_EXERCISE DIRECTIONS:_
Stop after the line that contains "the dark green"; until then, restate each line of the entries word for word from the very first.

_TASK INPUTS:_
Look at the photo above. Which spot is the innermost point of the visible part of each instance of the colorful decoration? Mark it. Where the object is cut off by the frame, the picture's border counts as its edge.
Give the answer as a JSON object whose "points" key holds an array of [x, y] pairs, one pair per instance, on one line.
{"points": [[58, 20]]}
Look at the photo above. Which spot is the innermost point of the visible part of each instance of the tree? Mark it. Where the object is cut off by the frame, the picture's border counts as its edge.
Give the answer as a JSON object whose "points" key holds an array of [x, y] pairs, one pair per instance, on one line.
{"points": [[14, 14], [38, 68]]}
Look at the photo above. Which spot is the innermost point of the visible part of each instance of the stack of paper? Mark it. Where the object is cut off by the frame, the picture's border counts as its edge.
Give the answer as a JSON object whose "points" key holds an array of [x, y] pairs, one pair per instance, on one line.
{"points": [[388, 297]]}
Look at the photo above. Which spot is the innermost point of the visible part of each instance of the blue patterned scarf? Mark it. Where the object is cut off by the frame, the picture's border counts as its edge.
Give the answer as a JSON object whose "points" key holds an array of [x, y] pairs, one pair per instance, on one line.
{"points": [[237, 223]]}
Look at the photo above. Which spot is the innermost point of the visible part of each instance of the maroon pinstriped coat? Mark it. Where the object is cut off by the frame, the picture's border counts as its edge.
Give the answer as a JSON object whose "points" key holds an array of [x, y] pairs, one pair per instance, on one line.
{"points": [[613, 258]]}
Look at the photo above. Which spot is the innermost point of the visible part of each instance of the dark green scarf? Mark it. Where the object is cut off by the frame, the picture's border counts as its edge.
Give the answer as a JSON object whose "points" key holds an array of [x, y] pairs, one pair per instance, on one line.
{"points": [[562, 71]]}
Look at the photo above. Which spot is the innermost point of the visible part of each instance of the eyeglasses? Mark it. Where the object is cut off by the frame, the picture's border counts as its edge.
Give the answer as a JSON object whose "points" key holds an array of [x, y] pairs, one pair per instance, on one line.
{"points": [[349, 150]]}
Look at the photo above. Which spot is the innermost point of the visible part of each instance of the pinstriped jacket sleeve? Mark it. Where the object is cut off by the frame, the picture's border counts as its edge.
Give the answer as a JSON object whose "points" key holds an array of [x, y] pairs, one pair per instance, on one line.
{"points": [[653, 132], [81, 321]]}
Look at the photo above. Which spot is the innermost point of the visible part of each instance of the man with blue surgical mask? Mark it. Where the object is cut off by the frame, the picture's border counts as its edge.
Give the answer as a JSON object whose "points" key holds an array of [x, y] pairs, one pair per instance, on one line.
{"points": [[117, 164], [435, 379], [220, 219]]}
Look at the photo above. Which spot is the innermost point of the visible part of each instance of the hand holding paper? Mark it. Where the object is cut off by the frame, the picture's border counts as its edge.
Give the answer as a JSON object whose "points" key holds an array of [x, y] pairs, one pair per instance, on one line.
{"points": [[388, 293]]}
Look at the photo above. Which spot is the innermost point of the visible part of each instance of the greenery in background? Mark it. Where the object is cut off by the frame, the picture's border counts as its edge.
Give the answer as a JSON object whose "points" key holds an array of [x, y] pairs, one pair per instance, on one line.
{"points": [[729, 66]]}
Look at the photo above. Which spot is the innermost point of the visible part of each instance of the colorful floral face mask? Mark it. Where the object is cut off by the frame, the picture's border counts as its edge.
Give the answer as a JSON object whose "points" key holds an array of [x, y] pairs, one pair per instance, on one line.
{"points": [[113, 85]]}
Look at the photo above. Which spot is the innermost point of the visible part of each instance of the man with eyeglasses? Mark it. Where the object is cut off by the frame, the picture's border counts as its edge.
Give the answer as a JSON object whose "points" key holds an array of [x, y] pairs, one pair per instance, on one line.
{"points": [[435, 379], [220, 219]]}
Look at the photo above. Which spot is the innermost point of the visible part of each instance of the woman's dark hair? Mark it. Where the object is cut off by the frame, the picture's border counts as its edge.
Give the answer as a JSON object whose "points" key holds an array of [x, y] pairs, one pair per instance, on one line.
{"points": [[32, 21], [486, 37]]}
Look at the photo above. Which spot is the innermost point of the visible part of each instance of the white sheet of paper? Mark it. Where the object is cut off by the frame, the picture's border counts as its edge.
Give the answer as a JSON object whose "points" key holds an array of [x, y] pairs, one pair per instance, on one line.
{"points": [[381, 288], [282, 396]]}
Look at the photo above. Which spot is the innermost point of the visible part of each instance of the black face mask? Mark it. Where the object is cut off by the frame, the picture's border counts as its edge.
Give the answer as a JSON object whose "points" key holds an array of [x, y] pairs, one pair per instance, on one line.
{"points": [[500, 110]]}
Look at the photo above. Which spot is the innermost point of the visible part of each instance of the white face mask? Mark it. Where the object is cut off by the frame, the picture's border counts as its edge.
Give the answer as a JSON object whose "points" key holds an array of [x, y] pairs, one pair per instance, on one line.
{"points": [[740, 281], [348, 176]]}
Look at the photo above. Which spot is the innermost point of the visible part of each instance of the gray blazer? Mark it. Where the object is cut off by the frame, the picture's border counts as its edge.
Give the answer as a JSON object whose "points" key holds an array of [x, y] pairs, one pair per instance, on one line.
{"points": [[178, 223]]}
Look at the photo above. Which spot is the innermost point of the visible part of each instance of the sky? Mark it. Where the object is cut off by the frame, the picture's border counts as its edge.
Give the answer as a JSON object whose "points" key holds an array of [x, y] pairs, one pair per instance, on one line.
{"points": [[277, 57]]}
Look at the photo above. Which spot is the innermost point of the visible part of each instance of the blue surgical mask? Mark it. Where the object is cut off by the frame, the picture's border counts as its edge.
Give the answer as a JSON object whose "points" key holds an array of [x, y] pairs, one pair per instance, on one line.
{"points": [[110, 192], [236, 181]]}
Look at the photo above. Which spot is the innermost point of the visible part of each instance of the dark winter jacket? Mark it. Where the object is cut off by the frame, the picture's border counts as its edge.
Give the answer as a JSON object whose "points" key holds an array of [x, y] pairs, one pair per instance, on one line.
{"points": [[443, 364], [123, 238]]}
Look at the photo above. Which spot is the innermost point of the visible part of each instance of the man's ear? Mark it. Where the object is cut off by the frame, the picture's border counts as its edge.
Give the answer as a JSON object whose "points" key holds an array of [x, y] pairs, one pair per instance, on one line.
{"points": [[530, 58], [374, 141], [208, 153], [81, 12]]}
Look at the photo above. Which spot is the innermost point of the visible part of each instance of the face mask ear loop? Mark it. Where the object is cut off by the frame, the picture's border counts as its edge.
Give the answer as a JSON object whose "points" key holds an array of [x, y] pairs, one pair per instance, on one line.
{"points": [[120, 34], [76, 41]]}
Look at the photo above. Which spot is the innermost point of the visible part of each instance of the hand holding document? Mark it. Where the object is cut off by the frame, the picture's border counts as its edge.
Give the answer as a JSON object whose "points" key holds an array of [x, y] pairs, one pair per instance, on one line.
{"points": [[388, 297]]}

_SOLUTION TO THE PROBLEM:_
Look at the photo above. Which spot is the innermost point of the visible part of each instance of the colorful decoration? Mark it. Where the object is cut off by the frame, the picture's border counts as its edge.
Give the answer as a JSON object whose "points" key holds an array of [x, y] pairs, one pair per instance, on one line.
{"points": [[58, 20]]}
Look at the photo above. Which spot is the innermost point of the visible part of each instance of the tree? Mark it. Where the object is cut off by the frame, the picture's border counts as its edge.
Give the answer as a JSON object whose "points" key holds an array of [x, y] pairs, one pair per instance, on one line.
{"points": [[14, 14], [38, 68]]}
Look at the photo above. Which spot is the innermost point of the visible part of each instance of the stack of paper? Mark it. Where the object is cut off by the frame, the picture's border counts as its edge.
Give the answer as a JSON object whose "points" key holds an array of [x, y] pairs, one pair per instance, on one line.
{"points": [[388, 297]]}
Look at the photo above. Which spot is the innermost point of the visible part of each instance of the blue patterned scarf? Mark it. Where the object is cut off by the frame, the picture's border counts as its edge.
Give the answer as a JSON object whose "points" key holds an array of [x, y] pairs, one pair per instance, on one line.
{"points": [[237, 223]]}
Look at the photo above. Which spot is the innermost point of the visible part of each instance of the maroon pinstriped coat? Mark it. Where the object is cut off by the frame, the picture's border counts as its edge.
Give the answer as a JSON object whose "points" key holds an array of [x, y] pairs, one pair per instance, on one line.
{"points": [[613, 258]]}
Look at the photo above. Which spot is the innermost point of the visible part of each instance of the dark green scarf? Mark it. Where the object is cut off by the frame, the picture's border counts as its edge.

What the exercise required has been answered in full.